» **PROBLEM DESCRIPTION**:
Copy the records below exactly as they appear.

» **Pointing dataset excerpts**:
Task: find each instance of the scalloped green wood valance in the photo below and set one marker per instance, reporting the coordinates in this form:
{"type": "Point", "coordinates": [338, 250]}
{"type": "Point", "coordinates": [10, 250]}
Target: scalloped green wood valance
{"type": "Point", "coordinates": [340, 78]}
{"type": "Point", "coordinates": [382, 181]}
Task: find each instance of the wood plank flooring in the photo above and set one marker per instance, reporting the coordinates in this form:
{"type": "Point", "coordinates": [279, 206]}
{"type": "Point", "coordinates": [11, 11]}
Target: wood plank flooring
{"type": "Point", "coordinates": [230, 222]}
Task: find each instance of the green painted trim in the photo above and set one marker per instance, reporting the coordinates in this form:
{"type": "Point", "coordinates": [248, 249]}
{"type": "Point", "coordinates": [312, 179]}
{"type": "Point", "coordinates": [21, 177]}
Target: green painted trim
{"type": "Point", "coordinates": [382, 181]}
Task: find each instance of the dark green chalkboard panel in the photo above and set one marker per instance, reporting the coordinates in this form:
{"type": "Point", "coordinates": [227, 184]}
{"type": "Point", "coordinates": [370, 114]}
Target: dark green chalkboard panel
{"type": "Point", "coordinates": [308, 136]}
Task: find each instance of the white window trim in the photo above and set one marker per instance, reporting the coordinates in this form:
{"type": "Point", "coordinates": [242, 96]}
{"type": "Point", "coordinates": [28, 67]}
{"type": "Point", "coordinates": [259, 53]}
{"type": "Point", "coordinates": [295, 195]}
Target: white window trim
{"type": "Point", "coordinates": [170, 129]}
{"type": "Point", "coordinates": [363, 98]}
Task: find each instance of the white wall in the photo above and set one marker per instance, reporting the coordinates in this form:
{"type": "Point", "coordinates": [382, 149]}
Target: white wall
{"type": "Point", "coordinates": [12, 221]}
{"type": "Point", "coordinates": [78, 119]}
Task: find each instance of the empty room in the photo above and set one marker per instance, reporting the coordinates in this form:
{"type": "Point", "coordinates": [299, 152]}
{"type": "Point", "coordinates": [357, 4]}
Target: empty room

» **CORRECT ANSWER**:
Task: find each instance of the scalloped green wood valance in the photo below and set one marker per instance, reporting the coordinates in this form:
{"type": "Point", "coordinates": [338, 250]}
{"type": "Point", "coordinates": [10, 250]}
Target: scalloped green wood valance
{"type": "Point", "coordinates": [340, 78]}
{"type": "Point", "coordinates": [382, 181]}
Task: find each instance of the wood plank flooring in the photo above and set one marker per instance, reporting the coordinates in this form:
{"type": "Point", "coordinates": [279, 206]}
{"type": "Point", "coordinates": [11, 11]}
Target: wood plank flooring
{"type": "Point", "coordinates": [230, 222]}
Task: find each instance of the green painted trim in the photo above and set one marker per instance, reporting the coordinates in this form:
{"type": "Point", "coordinates": [248, 249]}
{"type": "Point", "coordinates": [312, 179]}
{"type": "Point", "coordinates": [21, 177]}
Target: green painted trim
{"type": "Point", "coordinates": [382, 181]}
Task: find each instance of the dark green chalkboard panel in the photo above and set one marker per instance, reporting the coordinates in this form:
{"type": "Point", "coordinates": [227, 184]}
{"type": "Point", "coordinates": [370, 114]}
Target: dark green chalkboard panel
{"type": "Point", "coordinates": [308, 136]}
Task: find each instance of the white window trim in the photo above and set one marker per instance, reporting the coordinates in this form:
{"type": "Point", "coordinates": [242, 96]}
{"type": "Point", "coordinates": [28, 67]}
{"type": "Point", "coordinates": [259, 53]}
{"type": "Point", "coordinates": [295, 195]}
Target: white window trim
{"type": "Point", "coordinates": [170, 129]}
{"type": "Point", "coordinates": [363, 98]}
Task: find each instance of the white wall in the photo above and set one marker per instance, reporting the coordinates in this form:
{"type": "Point", "coordinates": [382, 149]}
Target: white wall
{"type": "Point", "coordinates": [12, 221]}
{"type": "Point", "coordinates": [78, 119]}
Task: find each instance of the empty room in the photo above and set one marker per instance, reporting the coordinates in this form:
{"type": "Point", "coordinates": [299, 152]}
{"type": "Point", "coordinates": [357, 4]}
Target: empty room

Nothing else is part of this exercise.